→ YOUR GOAL
Extract the lines that carry the string "cabinet" from the listing.

--- START ---

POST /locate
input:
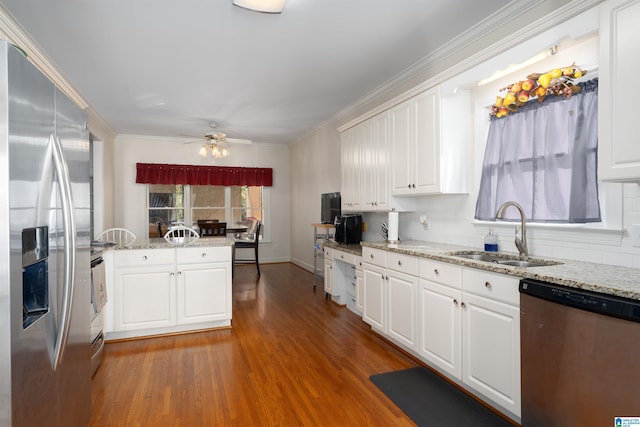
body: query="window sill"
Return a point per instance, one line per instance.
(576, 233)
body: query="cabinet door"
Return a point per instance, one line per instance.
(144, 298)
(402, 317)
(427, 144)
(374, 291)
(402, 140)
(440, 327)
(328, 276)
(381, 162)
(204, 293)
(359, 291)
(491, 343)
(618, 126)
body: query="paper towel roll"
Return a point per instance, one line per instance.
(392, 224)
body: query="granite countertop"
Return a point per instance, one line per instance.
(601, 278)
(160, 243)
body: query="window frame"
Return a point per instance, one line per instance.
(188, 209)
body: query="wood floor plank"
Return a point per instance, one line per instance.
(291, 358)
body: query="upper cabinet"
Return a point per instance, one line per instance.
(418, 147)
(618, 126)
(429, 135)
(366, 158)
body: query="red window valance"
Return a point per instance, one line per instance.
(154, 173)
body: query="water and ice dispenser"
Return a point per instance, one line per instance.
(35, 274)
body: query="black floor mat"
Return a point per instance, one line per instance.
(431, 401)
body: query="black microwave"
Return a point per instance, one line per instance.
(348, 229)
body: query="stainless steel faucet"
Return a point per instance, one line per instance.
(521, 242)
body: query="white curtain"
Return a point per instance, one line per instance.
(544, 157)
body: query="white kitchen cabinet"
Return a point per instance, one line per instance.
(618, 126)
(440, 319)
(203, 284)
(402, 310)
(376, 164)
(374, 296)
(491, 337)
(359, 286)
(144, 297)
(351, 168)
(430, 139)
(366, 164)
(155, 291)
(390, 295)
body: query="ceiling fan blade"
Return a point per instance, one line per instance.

--- END ---
--- START ---

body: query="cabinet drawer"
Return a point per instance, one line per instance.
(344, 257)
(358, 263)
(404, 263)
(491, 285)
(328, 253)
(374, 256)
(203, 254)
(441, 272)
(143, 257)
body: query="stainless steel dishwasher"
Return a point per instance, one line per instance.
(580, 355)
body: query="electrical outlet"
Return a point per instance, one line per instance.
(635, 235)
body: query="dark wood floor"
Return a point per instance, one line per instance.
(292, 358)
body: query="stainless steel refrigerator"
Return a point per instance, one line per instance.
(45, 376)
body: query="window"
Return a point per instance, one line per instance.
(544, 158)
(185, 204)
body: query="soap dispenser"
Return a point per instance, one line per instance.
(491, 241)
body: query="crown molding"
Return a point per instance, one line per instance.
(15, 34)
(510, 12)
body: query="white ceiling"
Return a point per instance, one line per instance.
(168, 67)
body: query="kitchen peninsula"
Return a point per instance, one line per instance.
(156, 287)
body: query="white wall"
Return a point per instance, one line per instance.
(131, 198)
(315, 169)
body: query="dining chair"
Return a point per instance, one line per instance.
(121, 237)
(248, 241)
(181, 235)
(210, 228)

--- END ---

→ RESULT OF THIS EXERCISE
body: query="cabinet door"
body: query="upper cabinet"
body: query="white kitchen cabinet"
body: query="cabinet drawer"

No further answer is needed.